=== PERMINTAAN TERTULIS ===
Ubah seluruh baris catatan di bawah ini menjadi daftar bernomor tanpa menyertakan baris kosong.

=== BAGIAN DATA ===
☆ ☆ ☆ ☆ ☆

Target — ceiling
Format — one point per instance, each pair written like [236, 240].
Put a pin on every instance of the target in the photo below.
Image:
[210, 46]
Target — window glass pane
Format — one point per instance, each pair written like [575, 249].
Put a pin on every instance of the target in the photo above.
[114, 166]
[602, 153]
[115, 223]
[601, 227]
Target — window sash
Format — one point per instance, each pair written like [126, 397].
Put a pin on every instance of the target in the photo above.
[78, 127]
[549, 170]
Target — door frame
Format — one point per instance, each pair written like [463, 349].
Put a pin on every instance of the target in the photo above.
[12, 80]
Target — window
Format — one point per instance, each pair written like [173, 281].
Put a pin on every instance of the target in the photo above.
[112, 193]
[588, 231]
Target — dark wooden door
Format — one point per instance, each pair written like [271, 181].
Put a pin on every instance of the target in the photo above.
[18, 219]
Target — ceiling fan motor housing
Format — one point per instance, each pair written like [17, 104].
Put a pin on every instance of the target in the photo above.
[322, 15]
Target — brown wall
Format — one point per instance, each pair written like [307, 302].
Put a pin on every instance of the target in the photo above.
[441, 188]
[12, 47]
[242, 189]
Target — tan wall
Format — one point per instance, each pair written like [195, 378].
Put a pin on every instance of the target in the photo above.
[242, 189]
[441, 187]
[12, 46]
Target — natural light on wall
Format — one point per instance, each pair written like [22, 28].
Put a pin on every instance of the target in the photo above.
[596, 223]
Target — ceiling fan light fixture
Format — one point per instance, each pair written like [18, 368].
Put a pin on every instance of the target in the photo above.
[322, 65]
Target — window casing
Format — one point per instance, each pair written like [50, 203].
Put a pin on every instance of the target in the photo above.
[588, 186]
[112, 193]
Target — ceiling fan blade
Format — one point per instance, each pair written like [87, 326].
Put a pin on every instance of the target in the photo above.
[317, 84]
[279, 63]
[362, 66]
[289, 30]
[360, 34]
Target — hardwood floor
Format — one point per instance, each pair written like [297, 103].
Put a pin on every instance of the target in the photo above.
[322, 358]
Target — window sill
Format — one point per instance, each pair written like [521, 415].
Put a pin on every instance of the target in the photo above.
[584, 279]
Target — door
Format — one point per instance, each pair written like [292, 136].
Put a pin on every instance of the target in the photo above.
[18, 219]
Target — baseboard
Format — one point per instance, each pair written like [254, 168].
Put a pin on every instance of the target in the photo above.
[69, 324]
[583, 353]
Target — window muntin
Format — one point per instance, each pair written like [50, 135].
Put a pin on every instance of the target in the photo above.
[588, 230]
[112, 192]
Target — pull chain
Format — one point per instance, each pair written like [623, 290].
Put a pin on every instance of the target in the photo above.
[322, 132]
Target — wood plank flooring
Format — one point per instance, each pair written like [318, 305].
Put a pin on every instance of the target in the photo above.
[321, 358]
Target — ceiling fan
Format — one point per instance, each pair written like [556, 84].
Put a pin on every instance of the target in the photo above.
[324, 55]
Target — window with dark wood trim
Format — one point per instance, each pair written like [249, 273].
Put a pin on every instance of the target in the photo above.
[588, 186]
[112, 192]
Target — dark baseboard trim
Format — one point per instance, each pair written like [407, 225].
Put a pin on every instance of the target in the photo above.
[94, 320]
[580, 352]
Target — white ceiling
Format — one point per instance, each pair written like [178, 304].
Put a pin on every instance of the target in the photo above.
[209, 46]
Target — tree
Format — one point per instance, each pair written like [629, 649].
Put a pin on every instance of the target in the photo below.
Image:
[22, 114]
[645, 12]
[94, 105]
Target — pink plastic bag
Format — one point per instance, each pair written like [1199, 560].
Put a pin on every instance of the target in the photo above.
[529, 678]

☆ ☆ ☆ ☆ ☆

=== HASIL ===
1. Target — ceiling
2. Format — one point per instance, each pair written like [236, 240].
3. Put a pin on every instance of the target in the photo below.
4. Image:
5. [210, 46]
6. Target — window glass pane
7. Format — one point per instance, each pair written like [575, 249].
8. Put a pin on every instance of the target in the photo above.
9. [114, 166]
10. [602, 153]
11. [115, 223]
12. [601, 227]
13. Target — window sash
14. Format — one point per instance, each pair written like [126, 397].
15. Put a pin on every instance of the target in the photo above.
16. [78, 127]
17. [549, 170]
18. Target — door frame
19. Format — one point per instance, each pair written like [463, 349].
20. Put a pin on every instance of the target in the photo above.
21. [12, 80]
22. Target — window
23. Format — one point per instance, each pair written like [173, 281].
24. Put a pin on every instance of the target in the photo above.
25. [112, 193]
26. [588, 231]
27. Target — dark wooden door
28. Format — one point per instance, each pair written like [271, 181].
29. Put a pin on every instance of the target in the photo above.
30. [18, 219]
31. Target — ceiling fan motor housing
32. Format — one point per instance, each pair written like [17, 104].
33. Put a pin on every instance of the target in the photo above.
34. [322, 15]
35. Target — brown wall
36. Format — one point per instance, each pair written like [307, 302].
37. Put a pin on every instance of the target in the photo above.
38. [441, 188]
39. [12, 47]
40. [242, 189]
41. Target — tan wall
42. Format — one point per instance, each pair written like [195, 378].
43. Put a pin on every instance of the target in the photo above.
44. [242, 189]
45. [441, 187]
46. [12, 46]
47. Target — natural light on wall
48. Format — one point per instance, each pair written like [22, 28].
49. Put a pin on every instance of the target in the photo above.
50. [596, 223]
51. Target — ceiling fan light fixture
52. Format — one point per instance, each pair written like [18, 368].
53. Put a pin on every instance of the target in the photo above.
54. [322, 65]
55. Target — window casing
56. Format — one point per instance, each pair written like [50, 203].
57. Put a pin on every instance of the target in the photo above.
58. [588, 186]
59. [112, 193]
60. Target — ceiling fan blade
61. Format — one point per instance, each pair written like [87, 326].
62. Put a pin on every instance of the target in the photo above.
63. [317, 84]
64. [279, 63]
65. [362, 66]
66. [289, 30]
67. [360, 34]
68. Target — hardwood floor
69. Format — one point per instance, each pair written like [297, 103].
70. Put a pin on every instance of the target in the photo above.
71. [322, 358]
72. Target — window sill
73. Format — one point per instance, each pair written like [521, 415].
74. Put a pin on every instance of the target in the photo above.
75. [584, 279]
76. Target — door
77. Format — one point per instance, each pair written like [292, 136].
78. Put a pin on every instance of the target in the photo above.
79. [18, 219]
80. Target — baseboard
81. Format — one point per instance, each pair written like [254, 168].
82. Put a pin on every instance of the target in the photo above.
83. [69, 324]
84. [583, 353]
85. Target — window muntin
86. Format — one point per instance, each pair written like [50, 135].
87. Put a pin on every instance of the target in the photo above.
88. [588, 230]
89. [112, 192]
90. Target — pull chain
91. Format — one point per instance, each pair written like [623, 290].
92. Put a pin on every instance of the target in the photo above.
93. [322, 132]
94. Target — wood plank flooring
95. Format — one point per instance, each pair written like [318, 305].
96. Put a pin on every instance of the target in the photo above.
97. [321, 358]
98. Target — ceiling fan
99. Format — one point per instance, each pair written like [556, 84].
100. Put a pin on every instance of the target in the photo above.
101. [324, 55]
102. Target — window with dark wood trim
103. Format — one point per instance, each pair written like [249, 273].
104. Put a pin on every instance of the target in the photo above.
105. [588, 186]
106. [112, 192]
107. Target — dark baseboard trim
108. Format — one point per instance, each pair written like [407, 225].
109. Put a pin on every instance of the target in the photo above.
110. [94, 320]
111. [580, 352]
112. Target — white ceiling
113. Format — one point per instance, each pair written like [178, 304].
114. Put a pin on every instance of the target in the photo above.
115. [209, 46]
116. Target — tree
117. Format — one point per instance, each pair written like [629, 649].
118. Put a pin on every instance of the target in the photo below.
119. Image:
120. [22, 114]
121. [645, 12]
122. [94, 105]
123. Target — pink plastic bag
124. Format — one point per instance, each pair written like [1199, 560].
125. Put a pin on every instance of the target in the photo above.
126. [529, 678]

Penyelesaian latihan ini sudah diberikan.